_SELECTED EXTRACT:_
━━━━━━━━

Digital artistry will allow actors to bioengineer themselves, or be fully bioengineered, to perfection. A performer with no aptitude for dance, for example, can have all the right moves programmed in. Stars will be constructed from the choicest body parts, in the same way dozens of animators work in concert to create a Disney character (Parisi, 1995)
Under the heading ‘Digital Frankenstein’, the article went on to present Scott Billups “the first person – in Hollywood, at least – to reach deep into the heart of his bit-circuited incubator and pull out something imbued with a spark of electronic life.” Billups is “a special-effects meister with an attitude, complaining that ‘carbon-based’ actors are glamorous ‘only until you’ve had to work with them.” He is presented as a bit of a rogue, “The first postmodern effects cowboy,” talking about a filmmaking “shift from the organic bias to the inorganic,” skeptical of commonly held beliefs – for him “a set is little more than a synthetic representation of an actual or imagined environment rendered in organic materials.” The report concluded by hinting at some of the implications of digitalization for the acting profession. Current Screen Actors Guild rules prohibit the reuse of actors’ images if it would substitute for hiring the actor, however, it was argued, “It’s reasonable to speculate that the studios will negotiate for ownership of digital rights, either during an actor’s lifetime or posthumously”. (Parisi, 1995) Since 1995 when Wired’s report was published, the most disquieting of visions, the eclipse of the human actor, has not come true and it will probably be a bit longer than the four years some programmers predict for a credible synthespian to compete with a human actor. Digital rendering is wide spread, as nearly all contemporary movies are edited to some extent by computers. Interestingly though, after years of watching movie after movie often oblivious to the seamless combination of live action and computer generated special effects we are now presented with a string of comic book movies, Sky Captain (Kerry Conran, 2004) and Sin City (Frank Miller, 2005) among others, which are a continuous visual reminder, for the spectator, of the level of artistry reached by CGI. [19]
While the time spent by human actors in front of the camera has decreased, that spent ‘inside’ a computer, in post-production, has increased dramatically. Actors might get a bit more ‘cartoon-like’, as Wired predicted, but this does not seem to hinder their (very human) acting skills (as Micky Rourke’s excellent performance as Marv in Sin City shows). The day when an artificial actor will be as convincing as a human actor impersonating a cartoon character is still far off, in the meantime though we can try and imagine how such an artificial actor might perform in the future.

━━━━━━━━

_DATA FOR THIS EXERCISE:_

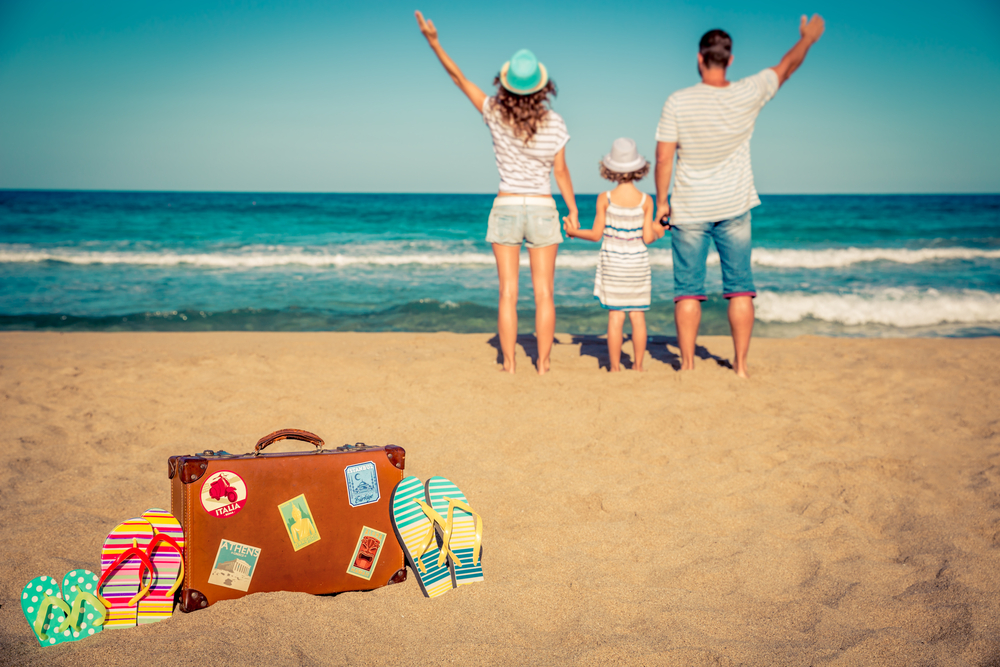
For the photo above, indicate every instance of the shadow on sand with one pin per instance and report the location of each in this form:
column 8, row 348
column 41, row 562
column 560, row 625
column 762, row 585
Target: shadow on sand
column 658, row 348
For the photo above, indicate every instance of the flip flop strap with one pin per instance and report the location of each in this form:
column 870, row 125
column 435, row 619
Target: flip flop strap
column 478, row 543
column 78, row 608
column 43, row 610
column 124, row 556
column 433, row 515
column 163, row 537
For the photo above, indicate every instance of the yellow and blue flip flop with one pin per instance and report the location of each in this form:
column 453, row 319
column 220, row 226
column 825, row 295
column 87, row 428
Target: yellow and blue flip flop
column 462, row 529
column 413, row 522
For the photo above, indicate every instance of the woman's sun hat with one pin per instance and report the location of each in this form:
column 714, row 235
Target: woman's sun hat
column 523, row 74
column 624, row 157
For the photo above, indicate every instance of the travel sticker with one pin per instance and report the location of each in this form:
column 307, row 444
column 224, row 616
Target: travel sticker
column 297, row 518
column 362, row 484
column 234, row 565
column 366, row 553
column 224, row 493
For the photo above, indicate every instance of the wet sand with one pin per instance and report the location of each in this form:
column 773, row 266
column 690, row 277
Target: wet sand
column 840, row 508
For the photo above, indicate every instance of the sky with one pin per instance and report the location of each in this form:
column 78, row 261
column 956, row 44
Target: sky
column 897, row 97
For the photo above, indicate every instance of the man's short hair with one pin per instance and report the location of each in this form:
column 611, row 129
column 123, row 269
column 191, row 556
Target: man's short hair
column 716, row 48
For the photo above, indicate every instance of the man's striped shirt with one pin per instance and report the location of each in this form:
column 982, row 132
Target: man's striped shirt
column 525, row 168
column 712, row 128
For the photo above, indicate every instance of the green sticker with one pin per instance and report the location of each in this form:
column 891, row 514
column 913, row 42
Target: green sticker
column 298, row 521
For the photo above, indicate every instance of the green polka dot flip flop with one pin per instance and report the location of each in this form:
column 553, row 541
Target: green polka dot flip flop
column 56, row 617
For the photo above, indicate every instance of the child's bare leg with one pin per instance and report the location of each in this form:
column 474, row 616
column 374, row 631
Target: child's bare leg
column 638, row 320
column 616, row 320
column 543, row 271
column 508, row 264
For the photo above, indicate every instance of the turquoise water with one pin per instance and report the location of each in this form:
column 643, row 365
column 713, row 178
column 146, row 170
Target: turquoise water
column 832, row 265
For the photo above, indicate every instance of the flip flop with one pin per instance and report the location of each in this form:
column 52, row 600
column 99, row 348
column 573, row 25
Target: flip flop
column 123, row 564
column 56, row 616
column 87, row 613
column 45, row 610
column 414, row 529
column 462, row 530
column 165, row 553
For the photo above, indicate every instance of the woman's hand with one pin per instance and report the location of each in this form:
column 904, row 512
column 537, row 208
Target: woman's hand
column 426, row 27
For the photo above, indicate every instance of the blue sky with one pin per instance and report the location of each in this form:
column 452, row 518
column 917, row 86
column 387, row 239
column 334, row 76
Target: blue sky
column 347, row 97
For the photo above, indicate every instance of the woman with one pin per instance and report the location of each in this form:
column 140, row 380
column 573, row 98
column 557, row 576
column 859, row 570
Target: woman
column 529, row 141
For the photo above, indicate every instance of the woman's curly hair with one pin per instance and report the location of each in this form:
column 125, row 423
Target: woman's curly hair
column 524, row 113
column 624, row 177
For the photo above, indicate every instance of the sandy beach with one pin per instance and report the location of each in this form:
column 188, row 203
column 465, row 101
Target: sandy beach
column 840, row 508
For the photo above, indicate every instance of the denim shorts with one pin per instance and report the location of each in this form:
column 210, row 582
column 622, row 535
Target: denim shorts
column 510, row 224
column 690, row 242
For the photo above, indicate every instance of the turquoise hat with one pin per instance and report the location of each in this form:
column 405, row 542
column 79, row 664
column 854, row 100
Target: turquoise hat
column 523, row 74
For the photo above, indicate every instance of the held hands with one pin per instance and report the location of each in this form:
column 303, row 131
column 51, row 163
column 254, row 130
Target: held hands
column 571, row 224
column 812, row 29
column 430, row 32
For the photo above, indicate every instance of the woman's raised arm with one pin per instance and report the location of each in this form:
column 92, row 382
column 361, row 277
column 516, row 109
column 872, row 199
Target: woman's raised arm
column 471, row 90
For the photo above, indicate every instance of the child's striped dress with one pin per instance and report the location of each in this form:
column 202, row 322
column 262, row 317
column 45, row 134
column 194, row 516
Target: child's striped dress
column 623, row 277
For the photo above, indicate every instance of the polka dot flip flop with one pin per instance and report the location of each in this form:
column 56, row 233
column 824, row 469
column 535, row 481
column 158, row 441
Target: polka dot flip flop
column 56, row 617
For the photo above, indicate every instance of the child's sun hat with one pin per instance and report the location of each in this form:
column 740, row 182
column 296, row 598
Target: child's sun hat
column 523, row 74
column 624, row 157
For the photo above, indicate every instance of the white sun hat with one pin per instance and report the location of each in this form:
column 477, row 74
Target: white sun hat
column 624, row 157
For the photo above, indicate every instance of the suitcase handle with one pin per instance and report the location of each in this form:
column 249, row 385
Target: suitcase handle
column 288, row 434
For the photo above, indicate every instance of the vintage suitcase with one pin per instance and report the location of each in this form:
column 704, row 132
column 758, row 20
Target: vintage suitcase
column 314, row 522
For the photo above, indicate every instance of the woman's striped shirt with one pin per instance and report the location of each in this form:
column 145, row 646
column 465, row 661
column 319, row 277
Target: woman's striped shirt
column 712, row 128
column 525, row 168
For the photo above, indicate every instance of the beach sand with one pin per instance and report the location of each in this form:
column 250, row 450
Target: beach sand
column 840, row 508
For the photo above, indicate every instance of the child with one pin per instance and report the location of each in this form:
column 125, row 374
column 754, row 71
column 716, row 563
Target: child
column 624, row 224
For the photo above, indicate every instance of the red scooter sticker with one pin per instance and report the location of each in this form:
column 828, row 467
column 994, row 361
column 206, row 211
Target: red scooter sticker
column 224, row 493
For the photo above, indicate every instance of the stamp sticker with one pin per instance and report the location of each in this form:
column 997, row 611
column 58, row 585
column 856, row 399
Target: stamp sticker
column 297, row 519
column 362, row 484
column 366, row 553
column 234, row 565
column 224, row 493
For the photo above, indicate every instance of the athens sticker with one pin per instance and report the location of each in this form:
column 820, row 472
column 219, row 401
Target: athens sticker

━━━━━━━━

_GOALS:_
A. Copy the entries above word for word, from their first line through the line containing "Target: shadow on sand", both ends included. Leave out the pictures.
B. Continue the passage on digital actors in film from the point where it stops.

_TASK-BY-TASK OUTPUTS:_
A.
For the photo above, indicate every instance of the shadow on sand with one pin per instance and report the location of each in this form:
column 8, row 348
column 41, row 562
column 560, row 625
column 762, row 585
Target: shadow on sand

B.
The Shape of Things to Come
Synthespians (or vactors) working in movies are only one of the possible applications for digital characters whose ‘field of action’ has expanded rapidly from video games, to simulation and training, manufacturing, animated web pages, etc. Some of the most interesting concepts for willing avatars and virtual film stars are among those developed at MIRALab in Geneva. For several years this research center has worked on various ‘Humanoid’ projects whose aim is “to provide games designers, multimedia designers and film producers with the technology for creating simulations of realistic interacting humans.” (http://www.miralab.unige.ch/) The founder and director of MIRALab, Nadia Magnenat-Thalmann, makes no mystery of her desire to take virtual humans to a new level. “I’m not so much interested to see pictures, which you watch passively,” she says. “My ultimate goal is to be able to live in the virtual worlds, and to meet virtual humans that are collaborators.” (Tyler, 2000)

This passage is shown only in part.